JUSTIÇA RESTAURATIVA
Como uma resposta , após décadas de insucesso do modelo penal tradicional, dentro de um Direito Penal retributivo baseado apenas na aplicação de penalidades , a tendência mundial está se voltando para alternativas a este modelo, entre eles, surge a Justiça Restaurativa, que vêm atender às necessidades da vítima, do infrator e da comunidade, através de uma ética baseada no diálogo, na inclusão e na responsabilidade social, com grande potencial transformador do conflito. Com efeito, nosso sistema, em que pese algumas reformas, continua obsoleto e ineficaz, sendo evidente que a criminalidade continua a se expandir, gerando uma sensação de insegurança à sociedade.

★ ★ ★

LISTA DE TAREFAS:
a: Indique se cada afirmação abaixo está de acordo com o texto sobre justiça restaurativa, respondendo sim ou não e citando literalmente as palavras do texto que decidem a resposta. (i) Segundo o texto, o sistema penal, apesar de algumas reformas, permanece obsoleto e ineficaz. (ii) O texto afirma que a criminalidade vem diminuindo. (iii) De acordo com o texto, a Justiça Restaurativa atende somente às necessidades da vítima.
b: Por favor, prossiga com o texto sobre justiça restaurativa a partir da última frase.

DADOS REGISTRADOS:
★ ★ ★

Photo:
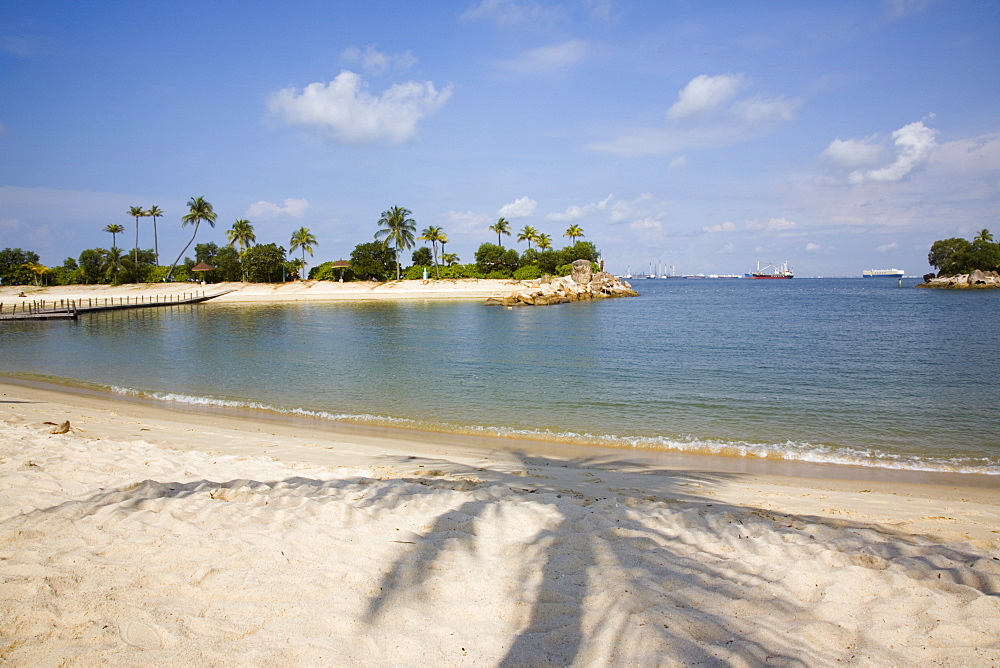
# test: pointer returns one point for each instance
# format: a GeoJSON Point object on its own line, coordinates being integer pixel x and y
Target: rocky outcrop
{"type": "Point", "coordinates": [581, 286]}
{"type": "Point", "coordinates": [977, 279]}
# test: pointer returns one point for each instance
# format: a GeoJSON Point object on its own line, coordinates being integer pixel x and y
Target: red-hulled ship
{"type": "Point", "coordinates": [771, 271]}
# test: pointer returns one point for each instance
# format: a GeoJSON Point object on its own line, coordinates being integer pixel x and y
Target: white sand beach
{"type": "Point", "coordinates": [269, 292]}
{"type": "Point", "coordinates": [146, 536]}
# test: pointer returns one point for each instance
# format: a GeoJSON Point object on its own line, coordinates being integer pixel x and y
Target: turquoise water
{"type": "Point", "coordinates": [837, 370]}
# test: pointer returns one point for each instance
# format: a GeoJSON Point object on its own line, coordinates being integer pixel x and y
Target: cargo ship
{"type": "Point", "coordinates": [771, 271]}
{"type": "Point", "coordinates": [882, 273]}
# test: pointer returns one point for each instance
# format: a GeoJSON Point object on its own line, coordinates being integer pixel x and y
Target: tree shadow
{"type": "Point", "coordinates": [638, 572]}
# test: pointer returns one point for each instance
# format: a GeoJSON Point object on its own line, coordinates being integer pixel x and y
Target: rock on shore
{"type": "Point", "coordinates": [977, 279]}
{"type": "Point", "coordinates": [581, 286]}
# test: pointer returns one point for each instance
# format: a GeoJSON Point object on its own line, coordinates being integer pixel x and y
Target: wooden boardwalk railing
{"type": "Point", "coordinates": [71, 308]}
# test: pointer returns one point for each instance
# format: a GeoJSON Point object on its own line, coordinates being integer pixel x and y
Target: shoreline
{"type": "Point", "coordinates": [359, 439]}
{"type": "Point", "coordinates": [273, 292]}
{"type": "Point", "coordinates": [145, 534]}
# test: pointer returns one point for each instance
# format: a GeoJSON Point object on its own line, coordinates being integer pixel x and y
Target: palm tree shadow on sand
{"type": "Point", "coordinates": [651, 571]}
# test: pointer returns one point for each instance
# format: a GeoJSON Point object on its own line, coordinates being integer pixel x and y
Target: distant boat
{"type": "Point", "coordinates": [771, 271]}
{"type": "Point", "coordinates": [882, 273]}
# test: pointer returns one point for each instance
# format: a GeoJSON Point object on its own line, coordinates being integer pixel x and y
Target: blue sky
{"type": "Point", "coordinates": [838, 136]}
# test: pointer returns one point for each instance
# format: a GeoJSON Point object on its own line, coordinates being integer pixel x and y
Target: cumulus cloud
{"type": "Point", "coordinates": [522, 207]}
{"type": "Point", "coordinates": [871, 159]}
{"type": "Point", "coordinates": [344, 110]}
{"type": "Point", "coordinates": [709, 113]}
{"type": "Point", "coordinates": [295, 208]}
{"type": "Point", "coordinates": [705, 93]}
{"type": "Point", "coordinates": [721, 227]}
{"type": "Point", "coordinates": [547, 59]}
{"type": "Point", "coordinates": [467, 221]}
{"type": "Point", "coordinates": [375, 62]}
{"type": "Point", "coordinates": [576, 212]}
{"type": "Point", "coordinates": [773, 225]}
{"type": "Point", "coordinates": [510, 13]}
{"type": "Point", "coordinates": [853, 154]}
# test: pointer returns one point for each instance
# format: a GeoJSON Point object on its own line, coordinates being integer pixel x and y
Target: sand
{"type": "Point", "coordinates": [268, 292]}
{"type": "Point", "coordinates": [146, 536]}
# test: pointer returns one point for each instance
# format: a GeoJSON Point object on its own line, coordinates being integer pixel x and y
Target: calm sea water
{"type": "Point", "coordinates": [839, 370]}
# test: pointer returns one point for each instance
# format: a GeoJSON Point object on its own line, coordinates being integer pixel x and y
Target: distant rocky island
{"type": "Point", "coordinates": [583, 284]}
{"type": "Point", "coordinates": [975, 280]}
{"type": "Point", "coordinates": [964, 264]}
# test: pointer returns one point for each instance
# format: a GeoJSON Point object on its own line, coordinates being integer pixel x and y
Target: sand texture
{"type": "Point", "coordinates": [145, 537]}
{"type": "Point", "coordinates": [270, 292]}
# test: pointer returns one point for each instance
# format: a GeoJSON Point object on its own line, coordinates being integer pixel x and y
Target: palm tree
{"type": "Point", "coordinates": [436, 236]}
{"type": "Point", "coordinates": [398, 230]}
{"type": "Point", "coordinates": [154, 213]}
{"type": "Point", "coordinates": [138, 212]}
{"type": "Point", "coordinates": [115, 229]}
{"type": "Point", "coordinates": [573, 232]}
{"type": "Point", "coordinates": [198, 210]}
{"type": "Point", "coordinates": [112, 263]}
{"type": "Point", "coordinates": [501, 227]}
{"type": "Point", "coordinates": [304, 239]}
{"type": "Point", "coordinates": [37, 269]}
{"type": "Point", "coordinates": [241, 234]}
{"type": "Point", "coordinates": [528, 234]}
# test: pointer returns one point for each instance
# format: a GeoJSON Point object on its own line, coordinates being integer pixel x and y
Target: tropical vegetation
{"type": "Point", "coordinates": [242, 258]}
{"type": "Point", "coordinates": [396, 229]}
{"type": "Point", "coordinates": [955, 256]}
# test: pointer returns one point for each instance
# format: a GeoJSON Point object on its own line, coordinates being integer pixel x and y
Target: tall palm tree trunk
{"type": "Point", "coordinates": [170, 274]}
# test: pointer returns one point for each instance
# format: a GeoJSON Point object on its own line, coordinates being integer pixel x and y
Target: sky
{"type": "Point", "coordinates": [699, 136]}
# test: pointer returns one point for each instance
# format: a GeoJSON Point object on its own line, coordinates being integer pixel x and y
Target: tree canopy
{"type": "Point", "coordinates": [960, 256]}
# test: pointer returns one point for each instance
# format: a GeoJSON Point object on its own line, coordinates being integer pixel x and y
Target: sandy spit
{"type": "Point", "coordinates": [270, 292]}
{"type": "Point", "coordinates": [144, 536]}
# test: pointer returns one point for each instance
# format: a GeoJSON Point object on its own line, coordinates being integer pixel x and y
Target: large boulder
{"type": "Point", "coordinates": [563, 289]}
{"type": "Point", "coordinates": [582, 272]}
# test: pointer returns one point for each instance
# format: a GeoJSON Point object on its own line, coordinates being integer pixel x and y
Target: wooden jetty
{"type": "Point", "coordinates": [71, 308]}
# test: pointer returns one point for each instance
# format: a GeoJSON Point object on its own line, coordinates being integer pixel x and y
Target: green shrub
{"type": "Point", "coordinates": [527, 273]}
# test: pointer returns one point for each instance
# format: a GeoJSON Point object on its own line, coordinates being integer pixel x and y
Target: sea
{"type": "Point", "coordinates": [861, 372]}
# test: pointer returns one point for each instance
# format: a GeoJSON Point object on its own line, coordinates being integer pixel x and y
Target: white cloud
{"type": "Point", "coordinates": [522, 207]}
{"type": "Point", "coordinates": [343, 109]}
{"type": "Point", "coordinates": [467, 221]}
{"type": "Point", "coordinates": [510, 13]}
{"type": "Point", "coordinates": [854, 154]}
{"type": "Point", "coordinates": [871, 159]}
{"type": "Point", "coordinates": [547, 59]}
{"type": "Point", "coordinates": [773, 225]}
{"type": "Point", "coordinates": [914, 144]}
{"type": "Point", "coordinates": [760, 110]}
{"type": "Point", "coordinates": [705, 93]}
{"type": "Point", "coordinates": [295, 208]}
{"type": "Point", "coordinates": [575, 212]}
{"type": "Point", "coordinates": [707, 114]}
{"type": "Point", "coordinates": [721, 227]}
{"type": "Point", "coordinates": [375, 62]}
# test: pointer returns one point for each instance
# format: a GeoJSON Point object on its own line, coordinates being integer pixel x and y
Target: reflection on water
{"type": "Point", "coordinates": [815, 369]}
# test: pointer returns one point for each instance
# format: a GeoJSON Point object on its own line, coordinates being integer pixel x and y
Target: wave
{"type": "Point", "coordinates": [790, 451]}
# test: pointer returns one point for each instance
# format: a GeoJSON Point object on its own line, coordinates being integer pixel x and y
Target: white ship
{"type": "Point", "coordinates": [882, 273]}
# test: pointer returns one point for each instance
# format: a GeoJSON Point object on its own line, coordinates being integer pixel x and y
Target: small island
{"type": "Point", "coordinates": [964, 264]}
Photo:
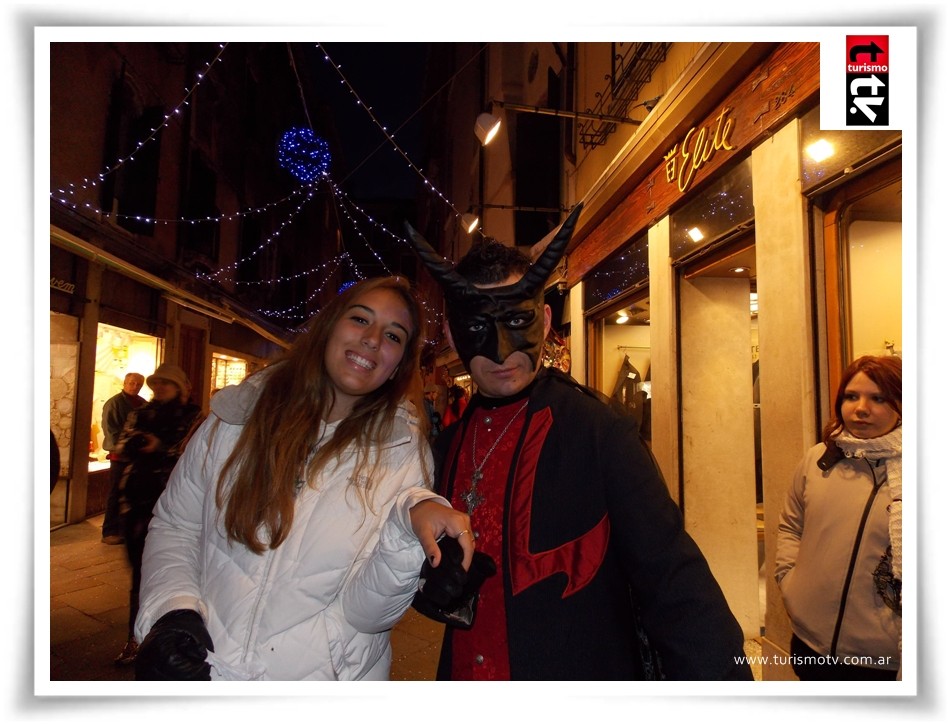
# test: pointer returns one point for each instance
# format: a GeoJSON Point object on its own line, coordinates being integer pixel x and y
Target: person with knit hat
{"type": "Point", "coordinates": [153, 438]}
{"type": "Point", "coordinates": [838, 560]}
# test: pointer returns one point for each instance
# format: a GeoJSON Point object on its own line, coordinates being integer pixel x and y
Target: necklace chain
{"type": "Point", "coordinates": [472, 497]}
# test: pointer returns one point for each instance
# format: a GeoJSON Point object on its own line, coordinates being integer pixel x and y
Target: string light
{"type": "Point", "coordinates": [307, 158]}
{"type": "Point", "coordinates": [389, 137]}
{"type": "Point", "coordinates": [175, 112]}
{"type": "Point", "coordinates": [304, 154]}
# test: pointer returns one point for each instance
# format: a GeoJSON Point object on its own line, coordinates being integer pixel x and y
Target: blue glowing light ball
{"type": "Point", "coordinates": [303, 154]}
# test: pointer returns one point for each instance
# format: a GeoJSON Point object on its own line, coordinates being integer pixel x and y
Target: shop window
{"type": "Point", "coordinates": [226, 370]}
{"type": "Point", "coordinates": [624, 271]}
{"type": "Point", "coordinates": [714, 214]}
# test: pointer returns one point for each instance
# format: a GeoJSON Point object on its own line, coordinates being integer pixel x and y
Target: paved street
{"type": "Point", "coordinates": [89, 590]}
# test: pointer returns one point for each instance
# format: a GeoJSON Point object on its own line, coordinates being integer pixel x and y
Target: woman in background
{"type": "Point", "coordinates": [838, 560]}
{"type": "Point", "coordinates": [291, 536]}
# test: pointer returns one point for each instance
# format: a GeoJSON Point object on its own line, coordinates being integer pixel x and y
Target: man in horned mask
{"type": "Point", "coordinates": [596, 577]}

★ ★ ★

RESPOSTAS POR TAREFA:
a:
(i) Sim: "continua obsoleto e ineficaz".
(ii) Não: "a criminalidade continua a se expandir".
(iii) Não: "às necessidades da vítima, do infrator e da comunidade".

b:
Dentro da mudança de paradigma na justiça , saindo do pensamento linear e cartesiano, visando ir além para um pensamento transdisciplinar, mudando o foco epistemológico, é que proponho desde 1997 , com meu livro ” Uma Visão Holística do Direito”, disponível gratuitamente no meu site( www.sergionogueirareis.com.br), que estamos vivenciando a necessidade de trabalharmos com uma concepção ampliada de justiça, que não é mais estritamente jurídica, onde o operador do Direito, tanto nos papéis de autoridade (delegado, promotor, juiz) ou como advogado (podendo inclusive atuar como mediador), deverá conciliar sua tradicional perspectiva dogmático-jurídica, que traz de sua formação de bacharel em Direito, com uma nova atitude, aberta ao pluralismo jurídico, reconhecendo a legitimidade do senso jurídico comum das pessoas direta ou indiretamente envolvidas no conflito criminal e que participarão do diálogo e da construção da solução, dentro da Justiça Restaurativa.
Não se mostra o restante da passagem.